_WHAT TO WORK ON_
Recast the stretch of the data below from the line containing "Q: Point to every instance of the dark" through the end of the data as a Markdown table, leaving out blank lines. Use two columns: Row, holding the row number, and Line, holding the line.

[Recorded data]
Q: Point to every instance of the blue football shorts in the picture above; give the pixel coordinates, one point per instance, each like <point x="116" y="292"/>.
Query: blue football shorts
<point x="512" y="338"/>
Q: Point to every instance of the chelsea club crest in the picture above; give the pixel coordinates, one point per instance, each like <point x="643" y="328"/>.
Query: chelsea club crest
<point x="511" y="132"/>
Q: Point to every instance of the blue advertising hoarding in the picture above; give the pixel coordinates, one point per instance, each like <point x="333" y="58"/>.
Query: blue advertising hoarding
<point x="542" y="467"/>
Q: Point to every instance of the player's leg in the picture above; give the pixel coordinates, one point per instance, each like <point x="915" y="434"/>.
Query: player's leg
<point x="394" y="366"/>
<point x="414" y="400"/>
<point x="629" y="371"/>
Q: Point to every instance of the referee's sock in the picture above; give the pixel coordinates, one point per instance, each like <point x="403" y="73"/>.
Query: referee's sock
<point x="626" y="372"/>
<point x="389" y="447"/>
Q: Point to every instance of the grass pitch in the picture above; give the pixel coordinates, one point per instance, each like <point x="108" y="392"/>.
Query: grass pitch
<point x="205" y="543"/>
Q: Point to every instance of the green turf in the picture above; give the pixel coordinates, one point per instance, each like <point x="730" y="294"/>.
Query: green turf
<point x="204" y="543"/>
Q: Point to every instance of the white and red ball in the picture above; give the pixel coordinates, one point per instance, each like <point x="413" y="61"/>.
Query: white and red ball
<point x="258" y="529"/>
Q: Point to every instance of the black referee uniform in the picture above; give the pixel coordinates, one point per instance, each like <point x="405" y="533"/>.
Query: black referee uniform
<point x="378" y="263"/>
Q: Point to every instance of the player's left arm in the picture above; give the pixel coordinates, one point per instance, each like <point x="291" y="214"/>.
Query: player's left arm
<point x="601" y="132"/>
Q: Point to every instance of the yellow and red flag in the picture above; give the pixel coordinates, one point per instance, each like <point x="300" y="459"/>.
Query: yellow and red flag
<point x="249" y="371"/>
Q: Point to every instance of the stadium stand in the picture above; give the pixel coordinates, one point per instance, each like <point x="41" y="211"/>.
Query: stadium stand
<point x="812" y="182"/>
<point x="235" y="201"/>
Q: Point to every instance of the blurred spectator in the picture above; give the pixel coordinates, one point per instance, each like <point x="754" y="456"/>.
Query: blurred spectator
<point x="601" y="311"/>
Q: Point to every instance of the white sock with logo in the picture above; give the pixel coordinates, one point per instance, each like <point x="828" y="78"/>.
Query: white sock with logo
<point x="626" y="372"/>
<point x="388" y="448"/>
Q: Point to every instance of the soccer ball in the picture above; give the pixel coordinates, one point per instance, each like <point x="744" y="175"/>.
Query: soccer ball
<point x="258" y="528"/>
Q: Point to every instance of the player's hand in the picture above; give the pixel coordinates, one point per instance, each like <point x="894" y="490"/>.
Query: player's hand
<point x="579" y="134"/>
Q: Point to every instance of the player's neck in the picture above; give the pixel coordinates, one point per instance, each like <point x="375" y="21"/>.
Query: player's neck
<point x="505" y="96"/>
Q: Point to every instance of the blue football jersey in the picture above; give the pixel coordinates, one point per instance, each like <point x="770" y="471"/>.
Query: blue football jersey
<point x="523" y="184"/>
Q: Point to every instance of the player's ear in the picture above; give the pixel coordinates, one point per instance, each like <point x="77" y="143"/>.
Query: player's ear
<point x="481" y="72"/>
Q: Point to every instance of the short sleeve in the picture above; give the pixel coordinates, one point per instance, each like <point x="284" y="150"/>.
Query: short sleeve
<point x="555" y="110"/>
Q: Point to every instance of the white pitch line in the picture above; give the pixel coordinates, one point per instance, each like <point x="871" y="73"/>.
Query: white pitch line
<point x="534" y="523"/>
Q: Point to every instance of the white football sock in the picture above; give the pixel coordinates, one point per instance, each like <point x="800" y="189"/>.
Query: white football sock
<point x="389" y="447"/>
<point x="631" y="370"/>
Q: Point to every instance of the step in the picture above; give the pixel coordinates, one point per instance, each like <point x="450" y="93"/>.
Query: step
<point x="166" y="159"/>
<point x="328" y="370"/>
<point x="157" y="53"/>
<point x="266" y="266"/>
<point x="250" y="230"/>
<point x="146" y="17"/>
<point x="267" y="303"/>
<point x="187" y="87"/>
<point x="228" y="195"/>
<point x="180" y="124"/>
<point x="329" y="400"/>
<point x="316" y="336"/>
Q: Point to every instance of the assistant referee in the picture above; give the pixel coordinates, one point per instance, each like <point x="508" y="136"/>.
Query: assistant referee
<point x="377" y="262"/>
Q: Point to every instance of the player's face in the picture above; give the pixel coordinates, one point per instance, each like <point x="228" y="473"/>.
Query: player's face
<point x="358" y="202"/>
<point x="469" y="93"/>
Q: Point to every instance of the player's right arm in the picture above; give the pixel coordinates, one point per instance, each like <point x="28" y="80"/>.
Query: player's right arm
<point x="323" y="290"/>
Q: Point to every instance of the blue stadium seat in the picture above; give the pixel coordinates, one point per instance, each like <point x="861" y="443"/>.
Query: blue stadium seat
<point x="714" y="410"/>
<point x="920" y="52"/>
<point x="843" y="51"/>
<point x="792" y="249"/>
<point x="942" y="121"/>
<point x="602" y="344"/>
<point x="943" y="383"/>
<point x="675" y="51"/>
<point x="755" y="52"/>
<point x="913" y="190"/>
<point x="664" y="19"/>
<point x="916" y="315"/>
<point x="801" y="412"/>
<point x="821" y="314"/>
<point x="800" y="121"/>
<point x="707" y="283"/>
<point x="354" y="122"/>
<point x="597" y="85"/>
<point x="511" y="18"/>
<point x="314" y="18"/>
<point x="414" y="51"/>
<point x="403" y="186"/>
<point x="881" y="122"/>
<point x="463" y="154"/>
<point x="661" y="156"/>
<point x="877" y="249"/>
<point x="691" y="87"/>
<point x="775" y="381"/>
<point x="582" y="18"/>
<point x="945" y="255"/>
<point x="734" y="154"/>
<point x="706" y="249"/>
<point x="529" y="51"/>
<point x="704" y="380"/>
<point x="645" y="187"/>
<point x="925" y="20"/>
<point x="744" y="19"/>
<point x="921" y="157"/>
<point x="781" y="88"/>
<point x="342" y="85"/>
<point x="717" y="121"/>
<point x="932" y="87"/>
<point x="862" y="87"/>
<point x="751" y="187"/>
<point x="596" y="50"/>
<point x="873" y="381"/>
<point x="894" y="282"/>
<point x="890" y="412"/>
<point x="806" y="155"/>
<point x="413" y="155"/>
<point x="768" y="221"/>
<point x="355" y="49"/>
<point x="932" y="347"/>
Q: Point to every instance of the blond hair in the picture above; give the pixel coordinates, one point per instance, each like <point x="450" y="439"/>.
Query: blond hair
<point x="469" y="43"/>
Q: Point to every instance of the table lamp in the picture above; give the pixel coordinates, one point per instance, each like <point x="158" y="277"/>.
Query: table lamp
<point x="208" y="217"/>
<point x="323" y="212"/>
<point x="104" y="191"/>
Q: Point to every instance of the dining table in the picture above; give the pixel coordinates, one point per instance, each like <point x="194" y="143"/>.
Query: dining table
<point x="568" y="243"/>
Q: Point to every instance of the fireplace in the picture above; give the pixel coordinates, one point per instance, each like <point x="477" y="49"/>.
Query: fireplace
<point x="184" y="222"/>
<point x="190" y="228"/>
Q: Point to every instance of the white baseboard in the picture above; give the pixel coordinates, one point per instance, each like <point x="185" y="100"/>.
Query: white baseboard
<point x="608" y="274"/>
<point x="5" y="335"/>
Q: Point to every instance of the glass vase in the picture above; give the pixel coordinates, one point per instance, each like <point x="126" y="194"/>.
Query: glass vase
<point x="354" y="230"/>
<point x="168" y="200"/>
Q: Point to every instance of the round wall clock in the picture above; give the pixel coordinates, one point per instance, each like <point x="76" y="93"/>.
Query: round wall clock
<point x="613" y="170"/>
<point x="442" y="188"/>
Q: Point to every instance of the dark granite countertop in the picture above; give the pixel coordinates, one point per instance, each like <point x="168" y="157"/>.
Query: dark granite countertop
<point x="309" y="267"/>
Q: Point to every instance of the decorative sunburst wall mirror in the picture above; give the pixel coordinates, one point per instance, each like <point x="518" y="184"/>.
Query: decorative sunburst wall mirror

_RIGHT ANSWER_
| Row | Line |
|---|---|
| 1 | Q: Point to every instance of the dark granite countertop in the picture above; give the pixel coordinates, one point per instance, each like <point x="168" y="157"/>. |
| 2 | Query: dark granite countertop |
| 3 | <point x="309" y="267"/> |
| 4 | Q: Point to every instance of the decorative sunburst wall mirror in the picture above; give the pixel coordinates, one point per instance, each like <point x="518" y="184"/>. |
| 5 | Query: decorative sunburst wall mirror |